» WORK ORDER:
Please reproduce the following records exactly as they appear.

» Stored data:
****

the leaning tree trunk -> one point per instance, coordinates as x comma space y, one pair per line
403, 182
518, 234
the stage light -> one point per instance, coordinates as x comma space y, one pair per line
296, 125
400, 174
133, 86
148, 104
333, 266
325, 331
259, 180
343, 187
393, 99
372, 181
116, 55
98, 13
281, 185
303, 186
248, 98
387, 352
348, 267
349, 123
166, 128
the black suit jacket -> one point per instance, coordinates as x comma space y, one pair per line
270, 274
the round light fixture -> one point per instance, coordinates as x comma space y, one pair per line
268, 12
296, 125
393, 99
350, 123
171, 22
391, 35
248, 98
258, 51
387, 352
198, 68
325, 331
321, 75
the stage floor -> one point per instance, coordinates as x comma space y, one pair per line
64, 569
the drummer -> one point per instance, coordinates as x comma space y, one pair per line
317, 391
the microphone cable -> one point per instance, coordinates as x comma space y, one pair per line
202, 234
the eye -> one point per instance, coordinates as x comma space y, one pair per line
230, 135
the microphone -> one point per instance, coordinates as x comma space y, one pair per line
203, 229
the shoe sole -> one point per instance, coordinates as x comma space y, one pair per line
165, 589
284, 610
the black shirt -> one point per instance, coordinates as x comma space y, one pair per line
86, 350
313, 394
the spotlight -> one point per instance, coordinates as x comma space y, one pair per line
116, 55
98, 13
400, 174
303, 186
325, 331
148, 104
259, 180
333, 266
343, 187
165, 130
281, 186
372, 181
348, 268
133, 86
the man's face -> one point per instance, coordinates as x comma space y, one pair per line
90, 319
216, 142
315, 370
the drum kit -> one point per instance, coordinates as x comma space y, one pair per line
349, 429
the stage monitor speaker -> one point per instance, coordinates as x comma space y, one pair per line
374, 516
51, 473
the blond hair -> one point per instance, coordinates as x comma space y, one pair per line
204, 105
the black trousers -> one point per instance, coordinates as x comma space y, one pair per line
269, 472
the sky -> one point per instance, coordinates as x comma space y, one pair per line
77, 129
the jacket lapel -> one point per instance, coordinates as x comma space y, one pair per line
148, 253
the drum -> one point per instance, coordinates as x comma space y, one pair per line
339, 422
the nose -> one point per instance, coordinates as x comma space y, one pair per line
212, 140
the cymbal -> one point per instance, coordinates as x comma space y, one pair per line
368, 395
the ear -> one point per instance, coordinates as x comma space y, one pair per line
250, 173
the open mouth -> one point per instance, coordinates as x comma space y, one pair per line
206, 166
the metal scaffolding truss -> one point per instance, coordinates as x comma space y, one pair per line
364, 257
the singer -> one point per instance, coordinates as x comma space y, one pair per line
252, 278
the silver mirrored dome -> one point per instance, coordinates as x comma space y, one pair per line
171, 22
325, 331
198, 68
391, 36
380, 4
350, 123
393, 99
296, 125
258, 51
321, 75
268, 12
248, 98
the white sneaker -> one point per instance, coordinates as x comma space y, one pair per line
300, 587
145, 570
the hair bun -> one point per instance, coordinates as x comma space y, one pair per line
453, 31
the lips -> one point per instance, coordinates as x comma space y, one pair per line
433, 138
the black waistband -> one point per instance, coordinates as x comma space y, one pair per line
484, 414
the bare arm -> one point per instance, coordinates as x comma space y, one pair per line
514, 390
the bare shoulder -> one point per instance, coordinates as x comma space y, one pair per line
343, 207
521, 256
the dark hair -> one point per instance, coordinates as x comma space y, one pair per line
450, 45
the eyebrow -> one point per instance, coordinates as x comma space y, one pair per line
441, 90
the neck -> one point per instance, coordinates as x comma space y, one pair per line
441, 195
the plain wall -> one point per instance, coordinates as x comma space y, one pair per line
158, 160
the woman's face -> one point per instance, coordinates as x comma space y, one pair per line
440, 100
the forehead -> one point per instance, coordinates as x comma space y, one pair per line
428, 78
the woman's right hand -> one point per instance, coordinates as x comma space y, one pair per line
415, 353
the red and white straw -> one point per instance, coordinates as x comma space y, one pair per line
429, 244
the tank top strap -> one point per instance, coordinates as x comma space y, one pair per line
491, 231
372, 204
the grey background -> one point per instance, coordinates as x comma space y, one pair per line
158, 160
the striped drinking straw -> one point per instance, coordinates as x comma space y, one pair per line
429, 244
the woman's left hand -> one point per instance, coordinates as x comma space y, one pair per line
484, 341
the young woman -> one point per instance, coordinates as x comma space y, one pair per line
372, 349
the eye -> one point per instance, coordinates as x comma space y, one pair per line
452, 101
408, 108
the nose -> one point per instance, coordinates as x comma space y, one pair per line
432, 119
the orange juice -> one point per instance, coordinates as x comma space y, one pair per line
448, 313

****

» ANSWER AREA:
the leaning tree trunk -> one point per instance, coordinates as x comma space y, one pair per line
403, 182
518, 234
the stage light -> one point per instance, coordinates as x comma space y, one pair per line
296, 125
400, 174
133, 86
148, 104
333, 266
325, 331
259, 180
343, 187
393, 99
372, 181
116, 55
98, 13
281, 185
303, 186
248, 98
387, 352
348, 267
349, 123
166, 128
the black suit jacket -> one point per instance, coordinates as x comma space y, one pair per line
270, 274
the round light fixture -> one point per instance, coordinates as x comma space y, one pair per line
268, 12
296, 125
393, 99
350, 123
171, 22
391, 35
248, 98
258, 51
387, 352
198, 68
325, 331
321, 75
the stage floor -> one point per instance, coordinates as x comma space y, one pair per line
64, 569
the drummer -> one point per instance, coordinates as x comma space y, one pair per line
317, 391
the microphone cable -> one point per instance, coordinates as x comma space y, one pair per line
202, 234
the eye -> one point per instance, coordinates as x comma space y, one pair per line
230, 135
the microphone -> one point per instance, coordinates as x comma space y, one pair per line
203, 229
the shoe sole -> one point per instance, coordinates as x comma space y, one pair per line
165, 589
284, 610
the black shirt -> one point per instance, coordinates as x comma space y, one pair per line
86, 350
313, 394
the spotlight -> one point per instance, coordinates as x comma space y, one pair per line
116, 55
98, 13
400, 174
303, 186
325, 331
148, 104
259, 180
333, 266
343, 187
165, 130
281, 186
372, 181
348, 268
133, 86
the man's face -> one point per instance, coordinates as x comma space y, one pair per line
90, 319
216, 142
315, 370
the drum kit -> one point per instance, coordinates as x comma space y, one pair per line
349, 429
the stage monitor speaker -> one point per instance, coordinates as x comma space y, one pair per line
374, 516
51, 473
the blond hair -> one point per instance, coordinates as x comma space y, one pair per line
204, 105
the black trousers -> one point per instance, coordinates as x comma space y, one pair per line
269, 472
the sky -> one point per instance, coordinates as x comma space y, one pair per line
77, 129
the jacket lapel -> one point per instance, coordinates as x comma space y, one pair per line
148, 253
the drum -> one point per instance, coordinates as x comma space y, one pair per line
339, 422
the nose -> one point per instance, coordinates as x comma space y, one pair per line
212, 140
the cymbal -> one point per instance, coordinates as x comma space y, one pair per line
368, 395
the ear -> one point per instance, coordinates as x comma space y, one pair per line
250, 173
the open mouth -> one point per instance, coordinates as x comma space y, one pair per line
206, 166
the metal scaffolding truss -> one point per instance, coordinates as x comma space y, one pair per line
364, 257
the singer -> one point per instance, coordinates as x comma space y, one pair per line
252, 278
the silver mirrored dome -> one point per instance, coordinates as x comma space y, one pair per line
171, 22
325, 331
198, 68
391, 36
380, 4
350, 123
393, 99
296, 125
258, 51
321, 75
268, 12
248, 98
the white sneaker -> one point per instance, coordinates as x comma space y, one pair per line
300, 587
145, 570
the hair bun -> one point per instance, coordinates as x comma space y, one pair per line
453, 31
the lips -> one point per instance, coordinates as x comma space y, one pair per line
433, 138
the black waistband -> one point per instance, coordinates as x comma space y, one pair per line
484, 414
the bare arm -> one point per instance, coordinates as x comma space y, one pair per line
514, 390
the bare shoulder -> one point per instance, coordinates as x comma space y, one pair per line
343, 207
521, 256
the dark hair -> one point per instance, coordinates as x comma space y, one pair per line
450, 45
the eyebrow -> one point per instance, coordinates as x comma space y, one pair per line
441, 90
the neck -> one point per instance, coordinates as x comma space y, one pair per line
441, 195
the plain wall -> one point per instance, coordinates as x comma space y, one pair per line
158, 160
the woman's face -> one point per instance, coordinates as x comma space y, one pair per line
440, 100
the forehead -> one point per instance, coordinates as x comma space y, one pair per line
428, 78
the woman's right hand -> one point per instance, coordinates as x comma space y, one pair per line
415, 353
the red and white straw -> one point per instance, coordinates as x comma space y, one pair per line
429, 244
the tank top strap -> one point per instance, coordinates as x comma space y, one pair per line
491, 231
372, 204
the grey background -> one point per instance, coordinates as x comma space y, one pair per line
158, 160
the striped drinking straw -> one point per instance, coordinates as x comma space y, one pair per line
429, 244
the woman's left hand -> one point per instance, coordinates as x comma space y, one pair per line
484, 341
the young woman -> one point per instance, coordinates as x comma space y, one pair per line
372, 349
the eye -> one point per instance, coordinates as x comma space y, one pair per line
452, 101
408, 108
the nose -> one point per instance, coordinates as x comma space y, one pair per line
432, 119
the orange juice -> one point per instance, coordinates as x comma space y, one pair per line
448, 313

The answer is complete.